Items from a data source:

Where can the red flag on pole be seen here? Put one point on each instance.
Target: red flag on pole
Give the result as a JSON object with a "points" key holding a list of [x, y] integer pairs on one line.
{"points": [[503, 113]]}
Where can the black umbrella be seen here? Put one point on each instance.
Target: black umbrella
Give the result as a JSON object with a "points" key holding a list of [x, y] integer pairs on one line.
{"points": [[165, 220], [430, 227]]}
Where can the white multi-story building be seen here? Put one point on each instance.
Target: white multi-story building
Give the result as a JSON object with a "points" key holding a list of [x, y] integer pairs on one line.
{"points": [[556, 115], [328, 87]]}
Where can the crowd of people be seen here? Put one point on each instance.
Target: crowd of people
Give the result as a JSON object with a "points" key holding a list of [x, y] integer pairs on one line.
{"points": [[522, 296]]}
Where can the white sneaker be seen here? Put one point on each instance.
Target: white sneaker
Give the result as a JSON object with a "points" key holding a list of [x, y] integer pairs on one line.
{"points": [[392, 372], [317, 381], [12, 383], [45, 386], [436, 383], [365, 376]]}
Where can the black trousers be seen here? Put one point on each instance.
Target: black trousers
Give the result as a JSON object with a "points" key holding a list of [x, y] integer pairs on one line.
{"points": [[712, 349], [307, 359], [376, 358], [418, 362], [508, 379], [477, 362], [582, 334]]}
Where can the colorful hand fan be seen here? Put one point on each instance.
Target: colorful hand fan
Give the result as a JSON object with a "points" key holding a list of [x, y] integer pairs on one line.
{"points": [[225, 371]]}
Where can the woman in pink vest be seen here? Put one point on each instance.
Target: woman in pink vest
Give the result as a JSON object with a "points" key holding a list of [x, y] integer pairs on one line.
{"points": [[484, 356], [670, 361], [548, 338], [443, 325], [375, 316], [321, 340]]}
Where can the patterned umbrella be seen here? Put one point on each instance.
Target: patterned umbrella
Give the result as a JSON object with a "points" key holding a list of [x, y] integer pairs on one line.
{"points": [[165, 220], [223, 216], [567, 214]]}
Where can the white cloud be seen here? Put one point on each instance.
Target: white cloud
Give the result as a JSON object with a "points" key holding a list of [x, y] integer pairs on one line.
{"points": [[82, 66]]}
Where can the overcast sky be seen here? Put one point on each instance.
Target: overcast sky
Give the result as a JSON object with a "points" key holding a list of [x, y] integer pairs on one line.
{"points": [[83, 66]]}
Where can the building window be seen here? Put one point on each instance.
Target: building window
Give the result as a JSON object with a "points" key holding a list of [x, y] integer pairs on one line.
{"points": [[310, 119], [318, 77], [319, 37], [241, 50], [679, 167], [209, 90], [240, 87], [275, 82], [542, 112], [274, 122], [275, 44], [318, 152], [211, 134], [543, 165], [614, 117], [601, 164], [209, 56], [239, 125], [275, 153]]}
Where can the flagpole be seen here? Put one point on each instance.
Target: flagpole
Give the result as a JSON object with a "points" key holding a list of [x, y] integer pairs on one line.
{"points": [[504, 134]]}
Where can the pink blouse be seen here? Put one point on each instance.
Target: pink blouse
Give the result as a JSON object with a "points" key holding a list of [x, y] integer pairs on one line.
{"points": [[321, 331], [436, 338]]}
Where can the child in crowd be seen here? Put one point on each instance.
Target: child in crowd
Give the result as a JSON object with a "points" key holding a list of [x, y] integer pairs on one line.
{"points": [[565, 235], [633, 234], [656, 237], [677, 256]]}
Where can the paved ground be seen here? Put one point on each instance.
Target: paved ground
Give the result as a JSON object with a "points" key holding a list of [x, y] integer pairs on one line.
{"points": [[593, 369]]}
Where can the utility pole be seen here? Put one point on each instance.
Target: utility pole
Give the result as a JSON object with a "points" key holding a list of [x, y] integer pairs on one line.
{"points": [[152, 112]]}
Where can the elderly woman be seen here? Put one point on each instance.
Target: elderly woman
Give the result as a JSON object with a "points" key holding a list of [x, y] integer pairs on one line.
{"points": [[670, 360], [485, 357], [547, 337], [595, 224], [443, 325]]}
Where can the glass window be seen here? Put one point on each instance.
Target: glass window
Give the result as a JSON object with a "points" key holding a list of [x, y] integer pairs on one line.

→ WHAT YOU SHOULD DO
Repeat, with no changes, each line from the one with "Where can the paved" to the end of the listing, including both ends and nothing else.

→ RESPONSE TO THIS TASK
Where can the paved ground be seen here? Put one point on each instance.
Target: paved ground
Give the result as a JSON object with a "points" key holding a list of [x, y] integer pairs on one line.
{"points": [[593, 369]]}
Where can the utility pole be seen here? Put one point on each instance.
Target: utility pole
Give the result as a JSON object with a "points" key holding a list of [x, y] integer pairs on one line.
{"points": [[152, 112]]}
Where can the elderly woman be seen here? Put one point on each instance.
Target: elderly woman
Give the result as a JSON object with a "points" key holding a list of [x, y] integer pairs on one line.
{"points": [[670, 360], [485, 357], [547, 337], [595, 224], [443, 325]]}
Where can the glass window be seen here? Put one point on each instance.
Target: glass window
Give the result as a JSON object with a "points" key holding a list of [x, y] integer pairs on one line.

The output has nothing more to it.